▶ [Activity 1]
Answer the following from the abstract on nematicidal compounds in Leonotis leonurus:
(a) To which plant family does Leonotis leonurus belong?
(b) Which nematode served as the model organism for the bioassay-guided fractionation?
(c) Against which cells was cytotoxicity assessed?
▶ [Activity 2] Resume the abstract on the nematicidal compound leolorin C from Leonotis leonurus, picking up after its final sentence.

▶ [Supplied passage]
Isolation and characterisation of nematicidal compound, leolorin C, from Leonotis leonurus acetone leaf extract

J Ethnopharmacol. 2022 Feb 10;284:114802. doi: 10.1016/j.jep.2021.114802. Epub 2021 Nov 6.


Ethnopharmacological relevance: Leonotis leonurus (L.) R.Br. (Lamiaceae) is a perennial shrub native to South Africa used to treat various diseases including digestive tract problems, intestinal worms and constipation.

Aim of the study: The aim was to isolate and characterise nematicidal compounds from leaves of L. leonurus.

Materials and methods: Bioassay-guided fractionation was carried out using the free-living nematode Caenorhabditis elegans as a model organism. Structural elucidation of the purified compound was carried out using NMR spectroscopic analyses and UPLC-QTOF-MS. The fractions and the isolated compound were tested for nematicidal activity on motility of plant-parasitic Meloidogyne incognita juveniles (J2s) and J2 hatch inhibition. Further screening was done to determine the minimum inhibitory concentration (MIC) of the fractions against bacterial phytopathogens and cytotoxicity against Vero kidney cells.

▶ [Source information]
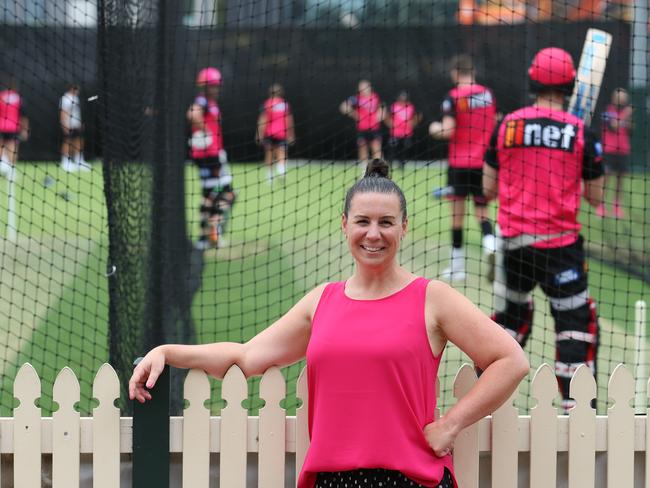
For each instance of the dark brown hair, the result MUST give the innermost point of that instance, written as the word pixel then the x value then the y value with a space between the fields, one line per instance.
pixel 376 180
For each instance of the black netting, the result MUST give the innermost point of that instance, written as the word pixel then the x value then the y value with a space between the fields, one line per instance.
pixel 101 262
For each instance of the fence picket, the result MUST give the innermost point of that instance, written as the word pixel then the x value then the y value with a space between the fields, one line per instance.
pixel 621 433
pixel 106 429
pixel 234 420
pixel 196 431
pixel 272 430
pixel 620 429
pixel 504 444
pixel 543 429
pixel 647 436
pixel 466 461
pixel 65 431
pixel 582 430
pixel 302 424
pixel 27 429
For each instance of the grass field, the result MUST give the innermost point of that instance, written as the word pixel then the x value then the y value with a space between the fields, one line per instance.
pixel 283 240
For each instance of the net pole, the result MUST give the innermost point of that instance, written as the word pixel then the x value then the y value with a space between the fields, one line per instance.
pixel 640 355
pixel 12 233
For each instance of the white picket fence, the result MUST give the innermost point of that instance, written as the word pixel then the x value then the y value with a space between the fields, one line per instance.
pixel 543 433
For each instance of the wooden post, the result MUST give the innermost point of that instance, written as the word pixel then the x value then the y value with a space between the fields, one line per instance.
pixel 151 436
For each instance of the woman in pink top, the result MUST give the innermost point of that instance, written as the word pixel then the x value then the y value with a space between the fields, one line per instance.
pixel 617 125
pixel 275 130
pixel 14 127
pixel 401 119
pixel 367 110
pixel 373 345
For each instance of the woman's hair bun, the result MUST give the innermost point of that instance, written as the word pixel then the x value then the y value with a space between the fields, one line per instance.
pixel 377 168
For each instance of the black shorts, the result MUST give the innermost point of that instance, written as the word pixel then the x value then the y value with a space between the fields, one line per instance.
pixel 372 478
pixel 465 182
pixel 400 142
pixel 617 163
pixel 73 134
pixel 560 271
pixel 274 142
pixel 366 136
pixel 208 167
pixel 9 136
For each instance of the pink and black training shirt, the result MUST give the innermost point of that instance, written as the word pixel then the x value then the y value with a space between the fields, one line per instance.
pixel 10 105
pixel 277 113
pixel 402 116
pixel 616 140
pixel 542 156
pixel 474 109
pixel 212 119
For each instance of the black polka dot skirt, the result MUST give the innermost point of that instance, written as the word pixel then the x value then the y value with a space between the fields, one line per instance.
pixel 373 478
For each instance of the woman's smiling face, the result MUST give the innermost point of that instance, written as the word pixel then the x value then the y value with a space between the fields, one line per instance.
pixel 374 228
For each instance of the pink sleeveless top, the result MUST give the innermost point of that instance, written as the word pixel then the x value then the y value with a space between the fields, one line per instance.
pixel 371 377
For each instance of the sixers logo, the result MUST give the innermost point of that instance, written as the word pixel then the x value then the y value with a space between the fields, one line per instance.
pixel 546 133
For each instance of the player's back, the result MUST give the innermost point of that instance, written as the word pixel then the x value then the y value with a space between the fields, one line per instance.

▶ [Answer area 1]
(a) Lamiaceae
(b) The free-living nematode Caenorhabditis elegans
(c) Vero kidney cells

▶ [Answer area 2]
Results: Leoleorin C isolated from L. leonurus had moderate activity against C. elegans juveniles (34%) but was not active against J2 motility and J2 hatch of M. incognita. Thus, activity against the free-living C. elegans did not correspond with efficacy against plant-parasitic nematodes. Leoleorin C was not active against the tested bacterial phytopathogens, but some activity was observed in the bioautography assay against Clavibacter michiganensis subsp. michiganensis, the organism causing bacterial canker in tomatoes. The plant extract, fractions and leolorin C were relatively non-toxic to Vero cells with LC50 values greater than 0.01 mg/mL.

Conclusion: The crude extract of L. leonurus and fractions may be useful in developing complementary treatments for controlling nematodes and phytopathogens. This study does not support the use of free-living nematodes as a model to isolate anti-parasitic compounds from plants.

Keywords: Anthelmintic; Antimicrobial; Caenorhabditis elegans; Cytotoxicity; Leoleorin C; Leonotis leonurus.